**Written exercise:** Please write out every line of the entries below again, leaving out the pictures. Multiply each bounding-box coordinate in the answers by 0.6 and round it to a whole number, with halves going up, but keep the coordinates listed after "e.g.:" unchanged.
--- BEGIN Stored rows ---
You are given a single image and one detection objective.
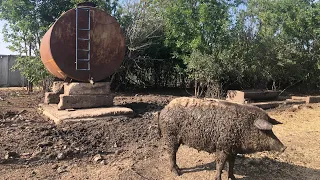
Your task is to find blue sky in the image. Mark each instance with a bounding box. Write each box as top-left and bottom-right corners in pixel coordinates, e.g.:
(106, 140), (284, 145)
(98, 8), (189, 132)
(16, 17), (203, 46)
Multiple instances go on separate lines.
(0, 20), (16, 55)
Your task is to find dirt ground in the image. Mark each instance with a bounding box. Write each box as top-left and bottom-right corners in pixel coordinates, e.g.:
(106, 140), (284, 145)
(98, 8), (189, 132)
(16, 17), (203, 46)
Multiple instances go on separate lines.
(0, 88), (320, 180)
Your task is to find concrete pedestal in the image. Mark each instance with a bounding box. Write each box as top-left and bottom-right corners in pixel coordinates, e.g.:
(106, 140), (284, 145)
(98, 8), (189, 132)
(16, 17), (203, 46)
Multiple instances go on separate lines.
(44, 81), (114, 110)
--- END Stored rows ---
**Solution to this task:**
You are given a single image and one detection objective.
Your task is to find blue sky in the image. Mark each instance with a bounding box. Write each box as top-left and bottom-right corners in pixel coordinates, e.g.:
(106, 140), (284, 145)
(98, 8), (189, 132)
(16, 17), (203, 46)
Multiple instances go on separate lines.
(0, 12), (10, 33)
Your task is to find dirt ground in the image. Mark each instance with a bounding box. Write each box as top-left and bottom-right corners in pixel coordinates, e.g.:
(106, 140), (284, 145)
(98, 8), (189, 132)
(16, 17), (203, 46)
Multiple instances go on separate lines.
(0, 53), (192, 108)
Your task is to find concrete pedestal in the image. Mark each instance with a bounding box. Write each box as top-left and bottom-right corners in pixel coordinates, e.g.:
(106, 140), (284, 145)
(98, 8), (189, 132)
(16, 17), (203, 46)
Multiple instances go on separate lines.
(26, 49), (68, 66)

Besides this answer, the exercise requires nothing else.